§ **About this exercise**: This exercise asks for a copy of each line in the records below with the word "kitchen" in it.

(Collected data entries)
━━━━━━━━━━━━━━━━━━━━

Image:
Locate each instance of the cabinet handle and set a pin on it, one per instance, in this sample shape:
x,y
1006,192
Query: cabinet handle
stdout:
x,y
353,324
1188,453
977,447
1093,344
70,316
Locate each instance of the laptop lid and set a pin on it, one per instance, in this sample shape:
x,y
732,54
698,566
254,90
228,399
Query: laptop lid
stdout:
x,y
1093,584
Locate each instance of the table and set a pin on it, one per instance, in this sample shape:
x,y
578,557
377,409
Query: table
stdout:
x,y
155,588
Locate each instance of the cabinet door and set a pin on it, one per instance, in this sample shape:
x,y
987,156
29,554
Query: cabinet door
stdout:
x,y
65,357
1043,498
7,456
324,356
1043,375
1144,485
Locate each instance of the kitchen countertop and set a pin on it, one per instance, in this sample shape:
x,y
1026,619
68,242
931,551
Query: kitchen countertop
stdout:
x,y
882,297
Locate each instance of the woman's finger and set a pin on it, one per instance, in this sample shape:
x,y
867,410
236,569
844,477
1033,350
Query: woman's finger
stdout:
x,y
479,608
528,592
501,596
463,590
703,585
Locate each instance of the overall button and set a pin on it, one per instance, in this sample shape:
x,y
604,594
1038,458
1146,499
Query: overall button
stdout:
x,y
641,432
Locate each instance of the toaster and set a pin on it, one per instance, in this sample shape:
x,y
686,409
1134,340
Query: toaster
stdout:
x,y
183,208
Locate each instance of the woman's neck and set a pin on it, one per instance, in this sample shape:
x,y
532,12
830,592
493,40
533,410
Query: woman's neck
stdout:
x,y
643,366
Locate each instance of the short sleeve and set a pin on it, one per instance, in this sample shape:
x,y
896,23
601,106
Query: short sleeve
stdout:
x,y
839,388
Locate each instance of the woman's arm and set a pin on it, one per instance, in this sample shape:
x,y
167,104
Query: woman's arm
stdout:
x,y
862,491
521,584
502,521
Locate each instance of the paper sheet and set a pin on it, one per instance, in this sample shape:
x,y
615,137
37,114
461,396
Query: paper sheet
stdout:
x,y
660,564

━━━━━━━━━━━━━━━━━━━━

§ **Answer section**:
Locate each instance of the kitchen countertop and set a pin on it, one per instance, in this sample shape:
Query: kitchen countertop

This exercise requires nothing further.